━━ Text for analysis

The symbol which has represented the subject of orthopaedic surgery for over 250 years is the 'Tree of Andry'. Nicholas Andry was a Parisian professor who coined the term Orthopaedic (literally straight child) in his book 'Orthopaedia: or, The Art of Correcting and Preventing Deformities in Children' published in 1741. His 'tree' shows a bent sapling being trained to grow straight by binding to a stake with cords. This image is used as the crest of the coat of arms of the British Orthopaedic Association (5), of which I am a Fellow. It is now incorporated in the Presidential badges of the sister associations in the United States, Canada, Australia, New Zealand and South Africa, with an American eagle, a maple leaf, a spray of wattle, a kowhai flower and a giant protea respectively.

First draft of a new coat of arms

The first draft

With this information, Richmond Herald proceeded to a first trial design which was sketched out in simple terms (unlike the painting which would adorn the Letters Patent, the helm and mantling which are automatic adjuncts of every complete coat of arms were left out and the final gold was substituted with yellow paint). The shield made plain a professional concern with broken bones - set in a blood red field - and the pair of scales symbolised the legal aspects of my work. The basis of the crest was the Tree of Andry with the sapling replaced by a palm tree, thereby providing a reference to Florida. To make the crest more distinctive the tree was set within a circle of pierced cinquefoils charged with ermine spots which is an allusion to the arms of the city of Leicester - my birthplace. Richmond Herald also thought that an alligator, another reference to Florida, would make a good badge. Again some addition was needed to make it distinctive, and the pair of scales held in its mouth echoed the arms.

━━━━

_What is required_
Write the next part of the coat-of-arms passage, picking up right after its final sentence. The items have no connection to the coat-of-arms passage.

━━ Data section

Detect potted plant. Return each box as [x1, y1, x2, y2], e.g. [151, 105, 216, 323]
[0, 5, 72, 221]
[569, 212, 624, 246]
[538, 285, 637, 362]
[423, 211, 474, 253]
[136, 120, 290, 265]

━━━━

_Expected output_
A picture is certainly a way of concentrating minds and clarifying thoughts. I did not like the broken bones from the outset and rejected the idea of a tree sprouting from the top of the helm. I was not keen on the alligator as a symbol for Florida either but soon came up with an eminently pleasing and personal alternative. For some years we owned a vacation home in Naples on the south west coast which stood by the edge of a lake. On the lakeshore we had planted a Royal Poinciana, a beautiful tree which bears the most brilliant scarlet flowers. For more than one summer, an anhinga (a diving water bird sometimes mistaken for a cormorant) would stand on the top of the tree in the sunshine, wings outstretched, drying itself. Richmond Herald agreed that we could easily replace the tree (perhaps moving it to the shield) with the anhinga and adding poinciana to its bill would make it distinctive, although we agreed to leave the cinquefoils in place. We had our crest!

Flowers of the Royal Poinciana tree

Royal Poinciana flowers (6)

Anhinga displaying in typical pose

An anhinga (7)

The logo of Craxford & Co.

Craxford & Co

Our attention now turned to the shield. I had used the motif of the Tree of Andry and the scales of justice as a design for the letterheading of my medicolegal business. I created a quartered shield holding the trees and scales encircled by a belt. Maybe this could be the basis for the new shield.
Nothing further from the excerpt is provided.